Start of Source text
9.1 Indemnity by Itseez3D. Itseez3D will defend, indemnify, and hold Licensee, its officers, directors, employees, customers, and agents, harmless from and against any and all third party claims (including losses, liabilities, damages, expenses, costs, reasonable attorneys’ fees, and court costs) related to or arising out of:
(A) Itseez3D’s gross negligence or willful misconduct, and
(B) Itseez3D’s knowing infringement of a U.S.-registered intellectual property rights of a third party in connection with Licensee’s use of the App; provided, however, that Licensee will supply Itseez3D with prompt written notice of any claims. Itseez3D will have sole control of the defense of any claims, provided, Licensee may participate in the defense and settlement of claims at its own expense. Any settlement of claims that imparts any obligation or liability on Licensee will require Licensee’s prior written consent which consent shall not be unreasonably withheld. Licensee will supply Itseez3D with all reasonable assistance and information in the defense and settlement of claims at Itseez3D’s expense.
End of Source text
▶ **Work required**: Reproduce the indemnity clause word for word. Rely only on the indemnity clause.
Start of Data entries
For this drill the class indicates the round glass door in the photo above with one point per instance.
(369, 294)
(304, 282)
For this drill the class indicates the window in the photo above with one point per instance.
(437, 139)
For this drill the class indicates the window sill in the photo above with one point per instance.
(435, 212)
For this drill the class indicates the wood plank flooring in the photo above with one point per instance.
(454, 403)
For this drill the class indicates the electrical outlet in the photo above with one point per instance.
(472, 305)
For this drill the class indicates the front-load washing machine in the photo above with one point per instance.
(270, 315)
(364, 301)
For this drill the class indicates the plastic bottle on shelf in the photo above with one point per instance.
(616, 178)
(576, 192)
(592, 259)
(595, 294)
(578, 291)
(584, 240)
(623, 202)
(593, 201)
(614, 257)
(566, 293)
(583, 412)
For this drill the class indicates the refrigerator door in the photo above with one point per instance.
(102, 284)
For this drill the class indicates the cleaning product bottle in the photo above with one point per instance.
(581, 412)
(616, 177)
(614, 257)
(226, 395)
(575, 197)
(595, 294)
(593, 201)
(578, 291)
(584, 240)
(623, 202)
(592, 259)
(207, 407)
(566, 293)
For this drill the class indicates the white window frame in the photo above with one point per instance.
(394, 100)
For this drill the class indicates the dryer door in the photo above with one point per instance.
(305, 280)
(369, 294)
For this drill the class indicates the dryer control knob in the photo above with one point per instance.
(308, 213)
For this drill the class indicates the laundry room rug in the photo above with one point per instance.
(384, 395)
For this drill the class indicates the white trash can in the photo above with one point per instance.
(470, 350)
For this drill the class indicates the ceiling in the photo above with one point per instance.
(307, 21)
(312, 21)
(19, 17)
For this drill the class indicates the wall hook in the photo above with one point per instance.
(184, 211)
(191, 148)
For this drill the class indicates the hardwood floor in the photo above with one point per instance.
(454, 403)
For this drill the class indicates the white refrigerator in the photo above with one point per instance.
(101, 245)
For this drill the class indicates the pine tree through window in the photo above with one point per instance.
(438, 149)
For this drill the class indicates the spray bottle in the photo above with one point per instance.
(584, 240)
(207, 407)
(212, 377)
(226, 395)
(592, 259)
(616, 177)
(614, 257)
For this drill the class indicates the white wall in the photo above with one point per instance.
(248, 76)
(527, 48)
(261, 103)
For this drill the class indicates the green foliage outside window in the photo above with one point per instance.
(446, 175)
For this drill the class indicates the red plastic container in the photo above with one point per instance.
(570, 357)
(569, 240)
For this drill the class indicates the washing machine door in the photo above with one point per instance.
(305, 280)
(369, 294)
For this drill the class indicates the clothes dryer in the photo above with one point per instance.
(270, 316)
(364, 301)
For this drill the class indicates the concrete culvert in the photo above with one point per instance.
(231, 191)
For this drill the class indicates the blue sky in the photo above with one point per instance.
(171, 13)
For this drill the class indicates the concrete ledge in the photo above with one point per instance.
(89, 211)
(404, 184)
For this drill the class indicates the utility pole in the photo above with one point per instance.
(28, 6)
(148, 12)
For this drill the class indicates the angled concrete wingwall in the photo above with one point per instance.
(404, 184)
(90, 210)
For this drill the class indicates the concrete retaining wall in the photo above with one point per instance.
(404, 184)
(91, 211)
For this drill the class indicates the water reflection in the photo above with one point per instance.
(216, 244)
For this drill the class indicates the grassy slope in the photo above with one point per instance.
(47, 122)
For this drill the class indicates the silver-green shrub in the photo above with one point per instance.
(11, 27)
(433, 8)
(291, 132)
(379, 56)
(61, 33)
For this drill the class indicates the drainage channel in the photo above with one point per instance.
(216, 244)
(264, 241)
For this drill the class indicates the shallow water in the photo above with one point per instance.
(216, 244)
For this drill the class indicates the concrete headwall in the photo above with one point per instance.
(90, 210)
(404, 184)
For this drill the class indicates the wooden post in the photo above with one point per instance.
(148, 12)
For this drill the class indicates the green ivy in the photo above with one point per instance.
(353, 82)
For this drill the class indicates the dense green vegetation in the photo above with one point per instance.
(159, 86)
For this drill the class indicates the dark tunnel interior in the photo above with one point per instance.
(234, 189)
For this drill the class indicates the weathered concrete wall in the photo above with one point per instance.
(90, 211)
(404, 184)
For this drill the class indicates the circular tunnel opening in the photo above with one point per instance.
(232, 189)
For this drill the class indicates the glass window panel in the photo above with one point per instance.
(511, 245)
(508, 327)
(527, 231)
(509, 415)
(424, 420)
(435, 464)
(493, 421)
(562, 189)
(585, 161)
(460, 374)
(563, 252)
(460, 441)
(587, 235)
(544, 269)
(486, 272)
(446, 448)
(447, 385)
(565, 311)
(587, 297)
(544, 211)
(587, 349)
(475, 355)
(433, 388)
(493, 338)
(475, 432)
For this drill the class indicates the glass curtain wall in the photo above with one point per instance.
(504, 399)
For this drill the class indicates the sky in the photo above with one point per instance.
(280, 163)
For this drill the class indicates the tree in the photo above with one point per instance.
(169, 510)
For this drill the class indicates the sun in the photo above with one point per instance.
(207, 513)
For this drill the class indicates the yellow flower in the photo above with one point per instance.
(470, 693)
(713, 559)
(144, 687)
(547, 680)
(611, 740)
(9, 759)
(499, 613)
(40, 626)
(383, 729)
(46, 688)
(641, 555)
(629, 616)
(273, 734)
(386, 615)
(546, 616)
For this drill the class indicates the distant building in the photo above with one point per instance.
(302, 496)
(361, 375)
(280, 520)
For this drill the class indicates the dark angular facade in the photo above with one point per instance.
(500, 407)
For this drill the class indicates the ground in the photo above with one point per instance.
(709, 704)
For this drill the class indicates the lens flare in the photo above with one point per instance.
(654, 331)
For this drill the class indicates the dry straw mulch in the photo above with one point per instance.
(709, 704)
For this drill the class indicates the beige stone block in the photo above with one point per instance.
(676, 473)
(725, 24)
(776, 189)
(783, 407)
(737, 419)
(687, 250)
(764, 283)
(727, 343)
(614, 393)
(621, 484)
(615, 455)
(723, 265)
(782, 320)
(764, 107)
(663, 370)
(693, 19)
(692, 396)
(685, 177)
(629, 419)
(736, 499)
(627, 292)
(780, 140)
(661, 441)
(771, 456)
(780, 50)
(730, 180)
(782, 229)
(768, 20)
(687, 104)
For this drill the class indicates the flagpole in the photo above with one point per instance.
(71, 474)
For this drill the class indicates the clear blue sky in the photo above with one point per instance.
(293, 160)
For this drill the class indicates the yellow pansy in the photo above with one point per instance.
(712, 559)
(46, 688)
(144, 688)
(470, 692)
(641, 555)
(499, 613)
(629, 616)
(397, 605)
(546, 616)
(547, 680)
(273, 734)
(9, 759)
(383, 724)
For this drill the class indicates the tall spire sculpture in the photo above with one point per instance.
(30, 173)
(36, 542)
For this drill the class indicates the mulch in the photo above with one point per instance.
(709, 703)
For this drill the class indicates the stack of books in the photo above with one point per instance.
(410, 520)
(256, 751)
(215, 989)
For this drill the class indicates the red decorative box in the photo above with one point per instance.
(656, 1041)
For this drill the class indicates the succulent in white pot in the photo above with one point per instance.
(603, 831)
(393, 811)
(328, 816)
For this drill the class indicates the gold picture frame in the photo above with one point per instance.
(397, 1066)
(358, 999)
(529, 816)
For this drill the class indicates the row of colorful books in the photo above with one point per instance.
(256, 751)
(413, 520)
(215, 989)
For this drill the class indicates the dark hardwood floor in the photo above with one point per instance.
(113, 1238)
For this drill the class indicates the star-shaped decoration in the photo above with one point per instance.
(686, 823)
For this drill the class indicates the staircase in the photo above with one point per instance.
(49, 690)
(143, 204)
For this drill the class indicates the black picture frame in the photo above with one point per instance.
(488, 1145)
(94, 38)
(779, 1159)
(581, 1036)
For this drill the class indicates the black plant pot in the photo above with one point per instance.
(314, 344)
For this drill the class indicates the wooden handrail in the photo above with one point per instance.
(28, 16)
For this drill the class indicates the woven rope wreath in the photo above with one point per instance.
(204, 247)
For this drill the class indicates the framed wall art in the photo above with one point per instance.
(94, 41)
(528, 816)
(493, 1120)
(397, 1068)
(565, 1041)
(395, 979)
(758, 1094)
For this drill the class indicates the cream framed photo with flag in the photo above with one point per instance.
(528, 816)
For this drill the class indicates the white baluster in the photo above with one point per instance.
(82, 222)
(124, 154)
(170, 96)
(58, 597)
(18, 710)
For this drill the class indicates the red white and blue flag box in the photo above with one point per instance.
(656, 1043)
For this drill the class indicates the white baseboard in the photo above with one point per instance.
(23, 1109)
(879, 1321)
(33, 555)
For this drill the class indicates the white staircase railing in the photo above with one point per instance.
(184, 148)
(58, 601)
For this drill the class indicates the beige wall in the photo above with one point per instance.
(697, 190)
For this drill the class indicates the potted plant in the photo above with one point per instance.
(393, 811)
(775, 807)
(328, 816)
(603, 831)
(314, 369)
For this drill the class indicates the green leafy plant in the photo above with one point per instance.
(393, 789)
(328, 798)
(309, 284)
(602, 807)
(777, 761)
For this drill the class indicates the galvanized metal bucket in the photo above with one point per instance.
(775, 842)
End of Data entries
▶ **Exercise output**:
9.1 Indemnity by Itseez3D. Itseez3D will defend, indemnify, and hold Licensee, its officers, directors, employees, customers, and agents, harmless from and against any and all third party claims (including losses, liabilities, damages, expenses, costs, reasonable attorneys’ fees, and court costs) related to or arising out of:
(A) Itseez3D’s gross negligence or willful misconduct, and
(B) Itseez3D’s knowing infringement of a U.S.-registered intellectual property rights of a third party in connection with Licensee’s use of the App; provided, however, that Licensee will supply Itseez3D with prompt written notice of any claims. Itseez3D will have sole control of the defense of any claims, provided, Licensee may participate in the defense and settlement of claims at its own expense. Any settlement of claims that imparts any obligation or liability on Licensee will require Licensee’s prior written consent which consent shall not be unreasonably withheld. Licensee will supply Itseez3D with all reasonable assistance and information in the defense and settlement of claims at Itseez3D’s expense.